## TASK REQUIREMENTS:
Find all the lines in the entries below that hold the word "pole" and copy them.

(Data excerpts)
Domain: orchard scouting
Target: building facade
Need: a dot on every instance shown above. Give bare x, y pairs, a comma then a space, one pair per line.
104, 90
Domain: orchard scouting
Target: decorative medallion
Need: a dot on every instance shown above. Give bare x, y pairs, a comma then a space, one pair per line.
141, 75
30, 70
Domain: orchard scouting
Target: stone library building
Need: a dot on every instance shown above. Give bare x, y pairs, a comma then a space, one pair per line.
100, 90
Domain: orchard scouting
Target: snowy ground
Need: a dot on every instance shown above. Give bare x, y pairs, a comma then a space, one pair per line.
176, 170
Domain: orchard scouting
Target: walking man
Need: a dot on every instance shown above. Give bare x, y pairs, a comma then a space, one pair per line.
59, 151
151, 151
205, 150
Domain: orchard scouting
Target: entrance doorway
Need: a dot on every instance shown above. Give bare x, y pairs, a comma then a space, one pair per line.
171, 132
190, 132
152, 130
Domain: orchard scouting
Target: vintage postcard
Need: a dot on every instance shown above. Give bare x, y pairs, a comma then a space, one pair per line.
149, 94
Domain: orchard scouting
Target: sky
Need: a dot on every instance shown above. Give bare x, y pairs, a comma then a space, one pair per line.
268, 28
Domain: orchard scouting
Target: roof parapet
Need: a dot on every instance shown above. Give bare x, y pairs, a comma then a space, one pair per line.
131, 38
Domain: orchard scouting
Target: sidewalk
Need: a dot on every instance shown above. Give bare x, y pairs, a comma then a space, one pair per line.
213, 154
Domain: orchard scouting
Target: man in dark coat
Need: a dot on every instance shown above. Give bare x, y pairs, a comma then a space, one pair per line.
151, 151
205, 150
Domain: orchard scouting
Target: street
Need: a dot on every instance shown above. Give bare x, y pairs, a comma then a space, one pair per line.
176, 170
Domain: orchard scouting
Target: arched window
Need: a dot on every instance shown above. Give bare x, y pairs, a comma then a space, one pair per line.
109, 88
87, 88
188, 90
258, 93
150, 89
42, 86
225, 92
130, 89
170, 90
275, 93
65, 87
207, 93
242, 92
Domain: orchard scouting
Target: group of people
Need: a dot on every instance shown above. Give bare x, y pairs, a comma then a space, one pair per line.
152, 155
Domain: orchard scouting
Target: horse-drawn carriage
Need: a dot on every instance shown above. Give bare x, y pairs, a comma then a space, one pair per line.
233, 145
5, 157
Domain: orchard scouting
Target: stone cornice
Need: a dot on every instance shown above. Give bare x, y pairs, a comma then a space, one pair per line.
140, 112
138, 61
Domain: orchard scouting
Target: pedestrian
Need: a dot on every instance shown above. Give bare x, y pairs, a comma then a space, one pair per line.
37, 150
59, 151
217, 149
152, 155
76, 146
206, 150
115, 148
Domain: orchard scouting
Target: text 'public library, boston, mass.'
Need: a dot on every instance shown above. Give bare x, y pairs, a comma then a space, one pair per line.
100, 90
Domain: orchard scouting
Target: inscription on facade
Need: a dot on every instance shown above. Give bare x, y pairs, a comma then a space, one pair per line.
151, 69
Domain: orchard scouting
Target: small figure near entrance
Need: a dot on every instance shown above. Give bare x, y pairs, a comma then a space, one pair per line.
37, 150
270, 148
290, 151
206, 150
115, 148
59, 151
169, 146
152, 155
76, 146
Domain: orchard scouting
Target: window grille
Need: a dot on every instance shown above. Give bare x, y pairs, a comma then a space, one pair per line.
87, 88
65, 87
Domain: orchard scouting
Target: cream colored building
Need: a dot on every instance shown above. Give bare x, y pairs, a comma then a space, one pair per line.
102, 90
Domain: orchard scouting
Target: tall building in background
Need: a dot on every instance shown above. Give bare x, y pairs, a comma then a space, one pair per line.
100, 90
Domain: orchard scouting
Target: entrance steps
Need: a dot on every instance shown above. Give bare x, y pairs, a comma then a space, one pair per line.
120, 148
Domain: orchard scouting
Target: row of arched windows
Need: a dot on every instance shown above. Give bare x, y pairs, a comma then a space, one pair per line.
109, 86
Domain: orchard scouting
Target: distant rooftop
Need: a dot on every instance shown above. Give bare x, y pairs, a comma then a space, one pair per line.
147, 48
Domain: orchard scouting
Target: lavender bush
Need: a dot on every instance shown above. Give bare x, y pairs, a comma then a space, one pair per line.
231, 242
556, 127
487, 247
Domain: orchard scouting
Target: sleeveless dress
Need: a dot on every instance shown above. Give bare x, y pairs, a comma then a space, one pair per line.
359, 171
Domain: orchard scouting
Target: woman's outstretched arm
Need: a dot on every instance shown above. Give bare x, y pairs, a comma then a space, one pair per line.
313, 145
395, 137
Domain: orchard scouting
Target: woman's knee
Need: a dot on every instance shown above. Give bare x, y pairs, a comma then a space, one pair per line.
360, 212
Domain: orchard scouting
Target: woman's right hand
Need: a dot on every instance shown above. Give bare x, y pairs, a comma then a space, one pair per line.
---
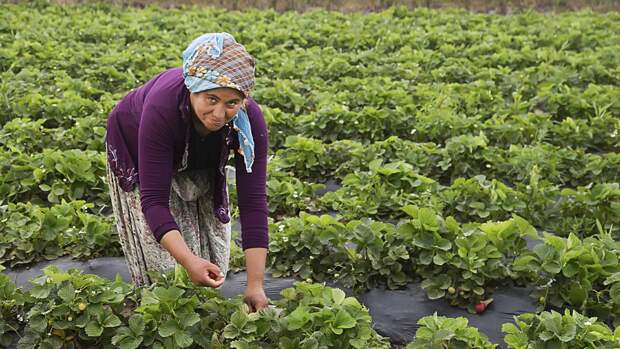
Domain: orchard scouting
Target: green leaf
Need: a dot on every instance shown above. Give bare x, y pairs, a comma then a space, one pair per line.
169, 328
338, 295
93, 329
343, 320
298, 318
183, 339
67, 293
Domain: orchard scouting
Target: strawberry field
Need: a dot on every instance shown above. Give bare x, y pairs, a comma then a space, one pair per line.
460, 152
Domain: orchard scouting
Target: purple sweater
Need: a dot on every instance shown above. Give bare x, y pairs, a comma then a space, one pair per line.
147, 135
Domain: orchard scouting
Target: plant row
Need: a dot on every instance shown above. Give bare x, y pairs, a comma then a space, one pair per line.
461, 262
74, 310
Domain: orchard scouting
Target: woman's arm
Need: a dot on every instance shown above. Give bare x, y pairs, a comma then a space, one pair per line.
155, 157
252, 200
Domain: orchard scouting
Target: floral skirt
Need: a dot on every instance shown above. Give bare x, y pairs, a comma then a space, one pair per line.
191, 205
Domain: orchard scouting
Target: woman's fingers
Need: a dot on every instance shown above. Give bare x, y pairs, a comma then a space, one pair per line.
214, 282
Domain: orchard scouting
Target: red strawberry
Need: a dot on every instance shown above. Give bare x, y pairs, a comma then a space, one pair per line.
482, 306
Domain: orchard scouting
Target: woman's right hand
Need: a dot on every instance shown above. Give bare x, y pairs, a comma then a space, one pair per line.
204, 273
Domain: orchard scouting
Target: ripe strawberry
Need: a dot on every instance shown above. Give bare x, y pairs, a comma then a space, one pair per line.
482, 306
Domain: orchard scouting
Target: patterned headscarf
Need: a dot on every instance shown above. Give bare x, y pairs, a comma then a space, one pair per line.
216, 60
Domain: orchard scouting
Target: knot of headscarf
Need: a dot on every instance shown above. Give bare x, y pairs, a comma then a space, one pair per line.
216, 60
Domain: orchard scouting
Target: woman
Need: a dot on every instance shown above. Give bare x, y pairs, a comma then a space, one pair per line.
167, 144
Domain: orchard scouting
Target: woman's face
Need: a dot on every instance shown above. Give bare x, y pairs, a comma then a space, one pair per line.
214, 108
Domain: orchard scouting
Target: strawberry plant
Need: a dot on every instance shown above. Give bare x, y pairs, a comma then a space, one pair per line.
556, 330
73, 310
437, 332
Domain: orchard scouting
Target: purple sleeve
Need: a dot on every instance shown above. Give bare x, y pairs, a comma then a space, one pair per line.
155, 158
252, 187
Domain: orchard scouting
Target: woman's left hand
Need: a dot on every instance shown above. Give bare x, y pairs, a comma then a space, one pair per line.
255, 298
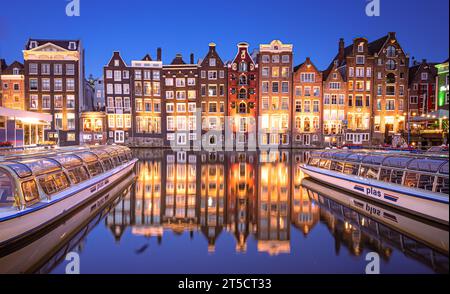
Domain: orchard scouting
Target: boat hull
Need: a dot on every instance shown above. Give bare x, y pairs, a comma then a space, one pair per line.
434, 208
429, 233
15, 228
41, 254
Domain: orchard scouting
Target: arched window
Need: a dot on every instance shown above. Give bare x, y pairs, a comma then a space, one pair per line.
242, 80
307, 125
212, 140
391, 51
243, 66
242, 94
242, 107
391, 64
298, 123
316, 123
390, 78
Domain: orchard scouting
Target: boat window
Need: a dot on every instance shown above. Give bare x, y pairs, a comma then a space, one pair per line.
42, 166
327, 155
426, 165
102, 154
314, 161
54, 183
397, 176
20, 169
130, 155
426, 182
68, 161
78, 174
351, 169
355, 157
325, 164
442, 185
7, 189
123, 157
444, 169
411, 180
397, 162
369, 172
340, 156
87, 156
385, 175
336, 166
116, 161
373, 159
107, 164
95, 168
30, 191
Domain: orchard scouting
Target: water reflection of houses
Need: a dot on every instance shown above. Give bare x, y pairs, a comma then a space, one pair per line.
==
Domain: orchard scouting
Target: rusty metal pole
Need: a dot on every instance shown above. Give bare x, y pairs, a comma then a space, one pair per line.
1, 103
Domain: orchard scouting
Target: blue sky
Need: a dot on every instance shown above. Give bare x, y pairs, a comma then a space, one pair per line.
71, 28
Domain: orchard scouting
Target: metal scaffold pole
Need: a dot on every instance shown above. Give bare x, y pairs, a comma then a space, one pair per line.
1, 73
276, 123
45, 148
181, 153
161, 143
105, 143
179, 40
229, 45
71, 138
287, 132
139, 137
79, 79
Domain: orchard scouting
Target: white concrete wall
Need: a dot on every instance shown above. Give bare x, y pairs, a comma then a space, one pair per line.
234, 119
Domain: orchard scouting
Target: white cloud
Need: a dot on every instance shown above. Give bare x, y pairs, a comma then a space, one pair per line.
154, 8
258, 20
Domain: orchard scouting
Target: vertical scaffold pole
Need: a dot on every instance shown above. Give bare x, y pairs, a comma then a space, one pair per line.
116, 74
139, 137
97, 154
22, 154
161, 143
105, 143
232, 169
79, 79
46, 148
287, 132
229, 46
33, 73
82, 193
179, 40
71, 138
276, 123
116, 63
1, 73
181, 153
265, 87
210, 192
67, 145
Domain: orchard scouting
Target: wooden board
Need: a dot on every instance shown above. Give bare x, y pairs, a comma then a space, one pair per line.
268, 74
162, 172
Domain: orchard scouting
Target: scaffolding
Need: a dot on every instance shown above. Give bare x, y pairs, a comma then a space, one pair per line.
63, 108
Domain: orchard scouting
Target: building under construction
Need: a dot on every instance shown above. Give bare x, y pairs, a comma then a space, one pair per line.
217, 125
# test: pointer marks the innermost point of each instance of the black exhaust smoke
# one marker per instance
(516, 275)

## RESPONSE BELOW:
Target: rusty metal pole
Target: metal scaffold pole
Target: vertical scaffold pole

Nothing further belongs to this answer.